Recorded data

▽

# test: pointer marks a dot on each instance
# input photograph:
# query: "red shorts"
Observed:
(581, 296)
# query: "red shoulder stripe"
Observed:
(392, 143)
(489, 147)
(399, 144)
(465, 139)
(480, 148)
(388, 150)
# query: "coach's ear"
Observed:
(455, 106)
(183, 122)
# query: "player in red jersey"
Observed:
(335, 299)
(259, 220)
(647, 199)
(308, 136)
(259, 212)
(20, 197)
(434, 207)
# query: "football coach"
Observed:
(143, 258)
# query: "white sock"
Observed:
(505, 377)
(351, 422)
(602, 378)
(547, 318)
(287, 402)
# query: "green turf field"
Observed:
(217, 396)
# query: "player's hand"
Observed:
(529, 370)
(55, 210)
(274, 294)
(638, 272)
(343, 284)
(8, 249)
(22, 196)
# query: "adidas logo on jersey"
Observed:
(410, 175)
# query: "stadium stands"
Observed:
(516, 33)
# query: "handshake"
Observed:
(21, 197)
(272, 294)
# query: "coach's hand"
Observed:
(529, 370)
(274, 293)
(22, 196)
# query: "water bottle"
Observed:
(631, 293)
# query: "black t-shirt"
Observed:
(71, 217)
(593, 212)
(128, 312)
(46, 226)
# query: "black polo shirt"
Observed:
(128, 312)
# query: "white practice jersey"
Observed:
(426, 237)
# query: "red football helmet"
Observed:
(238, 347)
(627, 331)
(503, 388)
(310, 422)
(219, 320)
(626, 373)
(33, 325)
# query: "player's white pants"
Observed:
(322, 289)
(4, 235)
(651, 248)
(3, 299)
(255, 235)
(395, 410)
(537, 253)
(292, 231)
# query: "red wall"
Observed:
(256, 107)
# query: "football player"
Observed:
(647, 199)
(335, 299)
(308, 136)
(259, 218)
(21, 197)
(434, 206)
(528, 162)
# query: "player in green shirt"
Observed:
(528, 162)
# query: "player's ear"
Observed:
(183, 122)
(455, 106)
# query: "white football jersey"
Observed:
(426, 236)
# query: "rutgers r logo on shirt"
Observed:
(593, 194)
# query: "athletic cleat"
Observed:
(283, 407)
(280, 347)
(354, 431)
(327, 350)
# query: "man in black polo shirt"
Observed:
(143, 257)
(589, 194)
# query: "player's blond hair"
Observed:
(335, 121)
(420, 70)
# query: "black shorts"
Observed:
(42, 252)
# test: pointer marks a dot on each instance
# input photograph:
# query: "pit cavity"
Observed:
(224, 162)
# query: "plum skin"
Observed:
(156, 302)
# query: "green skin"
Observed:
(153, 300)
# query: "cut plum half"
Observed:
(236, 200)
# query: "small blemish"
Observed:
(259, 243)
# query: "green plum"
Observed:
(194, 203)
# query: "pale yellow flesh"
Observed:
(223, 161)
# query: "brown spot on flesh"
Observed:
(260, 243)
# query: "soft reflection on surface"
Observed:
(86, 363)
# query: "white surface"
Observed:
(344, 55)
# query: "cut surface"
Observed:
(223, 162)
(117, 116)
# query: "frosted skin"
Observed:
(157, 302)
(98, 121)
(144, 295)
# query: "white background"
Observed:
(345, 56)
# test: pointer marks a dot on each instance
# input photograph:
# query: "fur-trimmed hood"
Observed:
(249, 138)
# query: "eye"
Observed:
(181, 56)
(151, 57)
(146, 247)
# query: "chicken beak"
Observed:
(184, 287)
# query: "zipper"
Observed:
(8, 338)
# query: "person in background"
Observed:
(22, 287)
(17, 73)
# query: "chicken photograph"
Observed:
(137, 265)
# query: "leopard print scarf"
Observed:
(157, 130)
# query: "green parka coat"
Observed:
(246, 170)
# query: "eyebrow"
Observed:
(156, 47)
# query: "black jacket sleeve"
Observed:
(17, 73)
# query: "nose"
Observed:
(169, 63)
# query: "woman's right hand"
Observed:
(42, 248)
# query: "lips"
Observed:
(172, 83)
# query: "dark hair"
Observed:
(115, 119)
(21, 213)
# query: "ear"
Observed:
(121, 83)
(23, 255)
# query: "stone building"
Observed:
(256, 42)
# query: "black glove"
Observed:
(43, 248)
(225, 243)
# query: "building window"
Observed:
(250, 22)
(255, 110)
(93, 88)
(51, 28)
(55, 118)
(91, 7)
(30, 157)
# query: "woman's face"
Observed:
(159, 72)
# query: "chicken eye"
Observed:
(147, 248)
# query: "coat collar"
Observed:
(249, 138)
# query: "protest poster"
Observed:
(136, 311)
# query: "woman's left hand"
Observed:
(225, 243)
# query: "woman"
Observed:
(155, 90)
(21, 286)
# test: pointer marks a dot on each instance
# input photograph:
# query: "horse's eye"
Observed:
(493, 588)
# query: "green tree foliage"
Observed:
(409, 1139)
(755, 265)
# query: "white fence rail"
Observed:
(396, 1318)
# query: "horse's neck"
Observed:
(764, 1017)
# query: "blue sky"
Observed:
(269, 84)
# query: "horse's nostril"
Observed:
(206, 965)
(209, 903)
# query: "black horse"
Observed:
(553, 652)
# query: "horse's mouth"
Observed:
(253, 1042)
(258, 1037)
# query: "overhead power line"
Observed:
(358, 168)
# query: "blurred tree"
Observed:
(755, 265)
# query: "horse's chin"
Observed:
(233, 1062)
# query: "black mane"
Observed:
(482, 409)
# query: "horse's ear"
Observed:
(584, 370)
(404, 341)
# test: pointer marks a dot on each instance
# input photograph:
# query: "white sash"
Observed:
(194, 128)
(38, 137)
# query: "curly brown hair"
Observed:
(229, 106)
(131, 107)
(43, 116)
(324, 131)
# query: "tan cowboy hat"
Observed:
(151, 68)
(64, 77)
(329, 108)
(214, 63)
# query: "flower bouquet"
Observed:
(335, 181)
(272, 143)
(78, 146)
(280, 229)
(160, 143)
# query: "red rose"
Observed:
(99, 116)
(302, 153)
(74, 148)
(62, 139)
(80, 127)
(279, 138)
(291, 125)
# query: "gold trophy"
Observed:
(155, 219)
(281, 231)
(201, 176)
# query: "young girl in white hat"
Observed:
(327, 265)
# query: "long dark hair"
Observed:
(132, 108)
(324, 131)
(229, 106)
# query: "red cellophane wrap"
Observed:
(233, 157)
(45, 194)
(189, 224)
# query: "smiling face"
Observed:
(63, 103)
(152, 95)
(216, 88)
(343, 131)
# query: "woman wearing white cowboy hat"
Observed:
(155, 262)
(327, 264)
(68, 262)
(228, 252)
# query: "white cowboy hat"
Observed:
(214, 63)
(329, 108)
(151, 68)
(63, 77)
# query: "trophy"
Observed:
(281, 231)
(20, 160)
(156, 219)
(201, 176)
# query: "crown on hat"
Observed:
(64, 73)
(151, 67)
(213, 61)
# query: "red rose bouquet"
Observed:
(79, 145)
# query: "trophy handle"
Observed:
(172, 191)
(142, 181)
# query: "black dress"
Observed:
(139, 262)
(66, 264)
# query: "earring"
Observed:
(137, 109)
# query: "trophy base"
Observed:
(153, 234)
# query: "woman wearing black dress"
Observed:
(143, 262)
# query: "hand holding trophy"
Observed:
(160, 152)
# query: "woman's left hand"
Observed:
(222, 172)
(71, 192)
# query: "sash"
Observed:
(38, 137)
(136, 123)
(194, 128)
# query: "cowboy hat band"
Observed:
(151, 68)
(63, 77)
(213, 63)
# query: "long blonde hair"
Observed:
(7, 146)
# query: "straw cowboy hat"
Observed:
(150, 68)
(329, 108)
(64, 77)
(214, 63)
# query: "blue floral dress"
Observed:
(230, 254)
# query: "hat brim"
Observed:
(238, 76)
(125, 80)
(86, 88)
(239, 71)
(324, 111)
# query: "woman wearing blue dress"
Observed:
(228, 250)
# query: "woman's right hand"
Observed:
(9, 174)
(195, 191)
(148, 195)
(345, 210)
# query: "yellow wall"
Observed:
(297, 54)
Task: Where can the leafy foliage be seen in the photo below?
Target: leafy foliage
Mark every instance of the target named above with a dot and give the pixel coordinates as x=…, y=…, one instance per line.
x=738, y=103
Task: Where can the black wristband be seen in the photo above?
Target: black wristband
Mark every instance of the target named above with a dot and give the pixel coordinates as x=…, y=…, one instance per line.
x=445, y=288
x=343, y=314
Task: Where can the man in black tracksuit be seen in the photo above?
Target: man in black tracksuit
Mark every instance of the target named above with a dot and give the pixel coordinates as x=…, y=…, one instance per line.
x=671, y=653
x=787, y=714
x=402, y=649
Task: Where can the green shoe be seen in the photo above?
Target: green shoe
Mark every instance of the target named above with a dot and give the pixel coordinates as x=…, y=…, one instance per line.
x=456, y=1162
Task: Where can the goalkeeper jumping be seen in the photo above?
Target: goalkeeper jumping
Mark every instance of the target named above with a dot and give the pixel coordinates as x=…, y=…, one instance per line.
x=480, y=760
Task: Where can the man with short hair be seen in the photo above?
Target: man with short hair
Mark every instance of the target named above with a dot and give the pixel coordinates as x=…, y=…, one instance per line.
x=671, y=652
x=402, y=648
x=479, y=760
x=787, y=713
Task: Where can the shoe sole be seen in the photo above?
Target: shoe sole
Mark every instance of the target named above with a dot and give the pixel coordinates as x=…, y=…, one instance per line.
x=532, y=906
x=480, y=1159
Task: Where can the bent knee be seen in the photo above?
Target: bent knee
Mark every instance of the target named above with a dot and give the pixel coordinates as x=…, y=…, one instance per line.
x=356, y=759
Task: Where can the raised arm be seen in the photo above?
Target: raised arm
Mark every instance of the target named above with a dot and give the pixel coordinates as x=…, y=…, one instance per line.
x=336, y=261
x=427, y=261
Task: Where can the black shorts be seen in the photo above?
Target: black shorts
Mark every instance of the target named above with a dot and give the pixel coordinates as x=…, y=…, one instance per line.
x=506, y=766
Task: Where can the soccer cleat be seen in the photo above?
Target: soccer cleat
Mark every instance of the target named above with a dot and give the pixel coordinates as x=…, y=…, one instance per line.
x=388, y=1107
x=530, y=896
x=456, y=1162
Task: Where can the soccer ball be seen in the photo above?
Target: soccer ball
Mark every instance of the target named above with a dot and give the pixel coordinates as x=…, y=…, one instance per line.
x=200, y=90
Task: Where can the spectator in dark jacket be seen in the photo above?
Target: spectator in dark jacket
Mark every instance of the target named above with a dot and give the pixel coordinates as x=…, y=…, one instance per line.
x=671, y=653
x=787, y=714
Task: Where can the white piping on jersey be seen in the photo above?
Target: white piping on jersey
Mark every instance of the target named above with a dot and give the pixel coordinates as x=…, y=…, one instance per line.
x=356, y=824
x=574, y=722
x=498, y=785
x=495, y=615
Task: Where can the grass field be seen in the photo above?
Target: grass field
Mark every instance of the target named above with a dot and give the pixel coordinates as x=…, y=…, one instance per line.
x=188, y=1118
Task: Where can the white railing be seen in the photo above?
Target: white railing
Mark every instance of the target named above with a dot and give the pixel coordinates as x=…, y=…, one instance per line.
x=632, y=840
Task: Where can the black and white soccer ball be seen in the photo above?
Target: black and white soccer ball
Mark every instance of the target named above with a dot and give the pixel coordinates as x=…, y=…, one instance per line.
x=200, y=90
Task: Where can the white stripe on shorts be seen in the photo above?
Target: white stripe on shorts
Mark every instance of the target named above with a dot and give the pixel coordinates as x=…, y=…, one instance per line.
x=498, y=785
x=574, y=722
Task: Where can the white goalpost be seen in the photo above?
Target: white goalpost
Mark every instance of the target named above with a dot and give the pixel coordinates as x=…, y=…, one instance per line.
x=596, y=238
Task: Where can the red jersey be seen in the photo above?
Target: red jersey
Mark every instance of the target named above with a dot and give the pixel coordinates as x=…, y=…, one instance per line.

△

# EXERCISE DIRECTIONS
Copy out every line of the data where the word "railing" occurs.

# TASK ANSWER
Task: Where can the white railing be seen in the photo above?
Target: white railing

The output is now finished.